**RECORD SET:**
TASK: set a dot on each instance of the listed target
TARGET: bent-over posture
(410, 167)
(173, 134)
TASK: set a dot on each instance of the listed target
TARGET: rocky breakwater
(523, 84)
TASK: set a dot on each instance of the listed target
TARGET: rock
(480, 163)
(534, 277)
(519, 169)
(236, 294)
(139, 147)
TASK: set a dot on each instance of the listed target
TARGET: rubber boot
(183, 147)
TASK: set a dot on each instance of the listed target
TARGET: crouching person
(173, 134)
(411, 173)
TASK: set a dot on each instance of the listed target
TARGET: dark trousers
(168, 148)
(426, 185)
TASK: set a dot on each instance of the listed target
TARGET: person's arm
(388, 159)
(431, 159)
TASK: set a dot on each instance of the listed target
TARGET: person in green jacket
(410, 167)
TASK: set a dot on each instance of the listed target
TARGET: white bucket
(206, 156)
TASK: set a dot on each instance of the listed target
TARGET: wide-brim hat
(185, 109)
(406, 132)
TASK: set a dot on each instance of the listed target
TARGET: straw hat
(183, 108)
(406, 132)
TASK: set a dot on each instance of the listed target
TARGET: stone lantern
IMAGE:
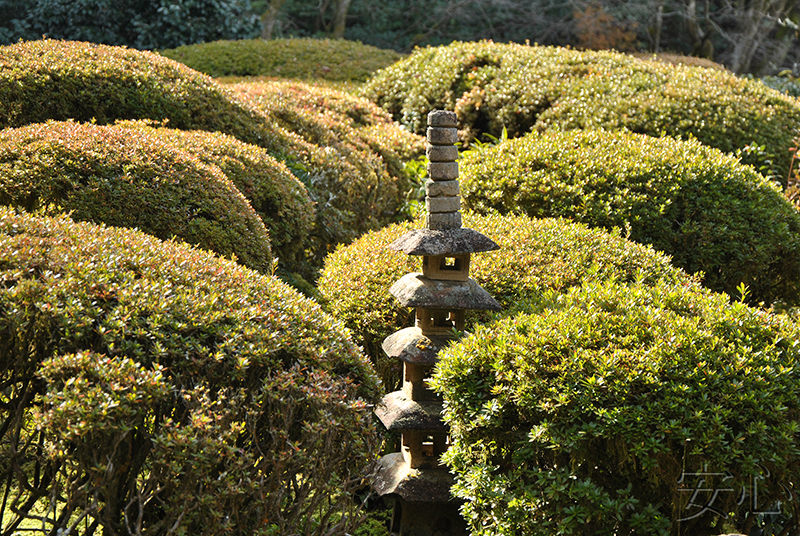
(440, 295)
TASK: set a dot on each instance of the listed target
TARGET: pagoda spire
(440, 295)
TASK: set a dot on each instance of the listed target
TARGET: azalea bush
(533, 255)
(328, 59)
(154, 388)
(493, 86)
(369, 151)
(354, 187)
(277, 197)
(601, 409)
(711, 214)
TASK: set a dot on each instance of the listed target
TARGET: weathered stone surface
(442, 204)
(441, 188)
(412, 346)
(443, 221)
(448, 242)
(442, 153)
(394, 475)
(398, 412)
(442, 118)
(442, 136)
(443, 171)
(416, 290)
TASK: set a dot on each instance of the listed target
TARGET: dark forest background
(747, 36)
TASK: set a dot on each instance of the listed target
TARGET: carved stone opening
(415, 382)
(440, 321)
(422, 449)
(446, 267)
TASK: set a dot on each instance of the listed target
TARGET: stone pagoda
(441, 294)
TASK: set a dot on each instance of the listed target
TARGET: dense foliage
(703, 208)
(534, 255)
(144, 24)
(326, 59)
(366, 153)
(354, 187)
(129, 178)
(277, 196)
(149, 387)
(495, 86)
(602, 409)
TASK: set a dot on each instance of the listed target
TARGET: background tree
(134, 23)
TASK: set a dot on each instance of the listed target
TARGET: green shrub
(534, 255)
(329, 59)
(369, 148)
(599, 410)
(150, 387)
(494, 86)
(704, 209)
(41, 80)
(277, 196)
(129, 178)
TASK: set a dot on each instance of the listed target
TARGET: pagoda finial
(442, 201)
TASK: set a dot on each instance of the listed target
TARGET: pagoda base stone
(427, 519)
(398, 412)
(394, 476)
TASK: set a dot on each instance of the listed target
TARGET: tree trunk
(340, 19)
(659, 24)
(270, 18)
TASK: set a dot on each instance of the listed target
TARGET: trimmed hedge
(129, 178)
(701, 207)
(278, 197)
(599, 410)
(47, 79)
(153, 387)
(371, 186)
(60, 80)
(535, 255)
(328, 59)
(493, 86)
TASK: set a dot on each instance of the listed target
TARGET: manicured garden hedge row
(602, 409)
(154, 387)
(369, 186)
(48, 79)
(701, 207)
(535, 255)
(129, 178)
(327, 59)
(278, 197)
(494, 86)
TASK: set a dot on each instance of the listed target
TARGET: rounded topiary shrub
(48, 79)
(278, 197)
(329, 59)
(534, 255)
(129, 178)
(155, 388)
(707, 211)
(493, 86)
(372, 185)
(355, 190)
(624, 409)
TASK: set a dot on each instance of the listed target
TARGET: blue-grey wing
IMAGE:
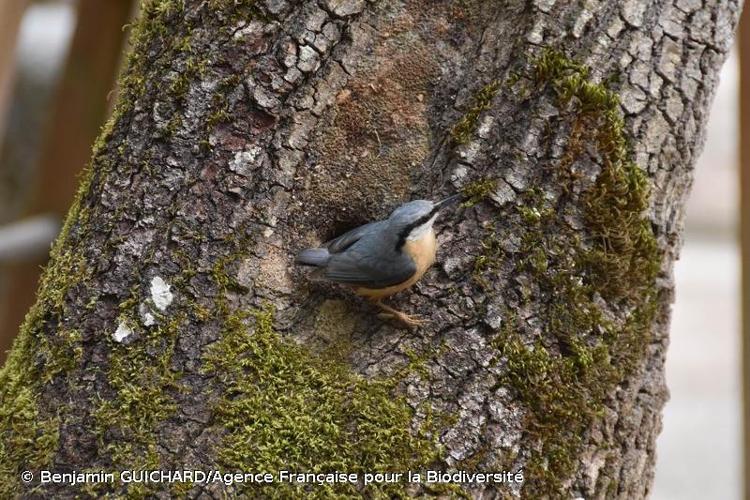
(341, 243)
(370, 269)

**WORK TASK:** Please retype all the entries word for word, omitting the pictures.

**YOUR RESPONSE:**
TASK: set a dot on each instance of the listed target
TARGET: bent-over posture
(410, 167)
(173, 134)
TASK: set a dot on each instance of the listed target
TARGET: rocky breakwater
(523, 84)
TASK: set a dot on each instance of the listed target
TARGET: rock
(480, 163)
(534, 277)
(519, 169)
(236, 294)
(139, 147)
TASK: set a dot on each instance of the listed target
TARGET: rubber boot
(183, 147)
TASK: set a dot on each instance of the listed target
TARGET: crouching person
(173, 134)
(411, 173)
TASK: set a dot on each instance of the listed target
TARGET: dark trousers
(168, 148)
(426, 185)
TASK: set a dot on each instance of the listed target
TARGET: person's arm
(388, 159)
(431, 159)
TASK: set a dot on each instance of the listed target
TARGET: person in green jacket
(410, 167)
TASK: set a dot on each instance of the listed target
TARGET: white bucket
(206, 156)
TASK: set a dot on each instance of the listed target
TARGET: wide-brim hat
(185, 109)
(406, 132)
TASK: set a dot on each instance of the listed target
TARGET: straw hat
(183, 108)
(406, 132)
TASK: set a dot on each instance of the listed target
TARGET: stone lantern
IMAGE:
(440, 295)
TASK: set a dot on each instance of the listed target
TARGET: pagoda spire
(440, 295)
TASK: set a dot on each instance of the listed target
TARGET: azalea bush
(533, 255)
(328, 59)
(154, 388)
(493, 86)
(369, 151)
(354, 187)
(277, 197)
(601, 409)
(711, 214)
TASK: set a dot on each instance of the listed target
TARGET: weathered stone surface
(442, 204)
(441, 188)
(412, 346)
(443, 221)
(448, 242)
(442, 153)
(394, 475)
(398, 412)
(442, 118)
(442, 136)
(443, 171)
(416, 290)
TASK: set a dot on each instance of the listed target
TARGET: dark forest background
(747, 36)
TASK: set a dot on each instance of the listed target
TARGET: carved stone opening
(415, 382)
(440, 321)
(422, 449)
(446, 267)
TASK: set a dot on each instance of the listed target
TARGET: stone pagoda
(441, 294)
TASK: set a dot on each instance of the listed target
TARGET: dense foliage
(703, 208)
(534, 255)
(144, 24)
(326, 59)
(366, 153)
(354, 187)
(129, 178)
(277, 196)
(149, 387)
(495, 86)
(602, 409)
TASK: set a dot on each instance of the listed target
TARGET: background tree
(134, 23)
TASK: set a dot on each instance of the listed target
TARGET: green shrub
(534, 255)
(329, 59)
(369, 148)
(599, 410)
(150, 387)
(494, 86)
(704, 209)
(41, 80)
(277, 196)
(129, 178)
TASK: set a dot on each instance of the listed target
TARGET: pagoda finial
(442, 201)
TASK: set a dot on each instance of the listed target
TARGET: pagoda base stone
(427, 519)
(398, 412)
(394, 476)
TASK: set a dot on each instance of the listed target
TARGET: tree trunk
(340, 19)
(659, 24)
(270, 18)
TASK: set a dot on each instance of the listed target
TARGET: trimmed hedge
(129, 178)
(701, 207)
(278, 197)
(599, 410)
(47, 79)
(153, 387)
(371, 186)
(60, 80)
(535, 255)
(328, 59)
(493, 86)
TASK: set a dot on each instance of the listed target
TARGET: manicured garden hedge row
(602, 409)
(154, 387)
(369, 186)
(48, 79)
(701, 207)
(535, 255)
(129, 178)
(327, 59)
(278, 197)
(494, 86)
TASK: set a dot on each instance of the listed target
TARGET: rounded topiary shrub
(48, 79)
(278, 197)
(329, 59)
(534, 255)
(129, 178)
(155, 388)
(707, 211)
(493, 86)
(372, 185)
(355, 190)
(624, 409)
TASK: set a dot on each instance of the listed target
TARGET: blue-grey wing
IMAGE:
(341, 243)
(370, 269)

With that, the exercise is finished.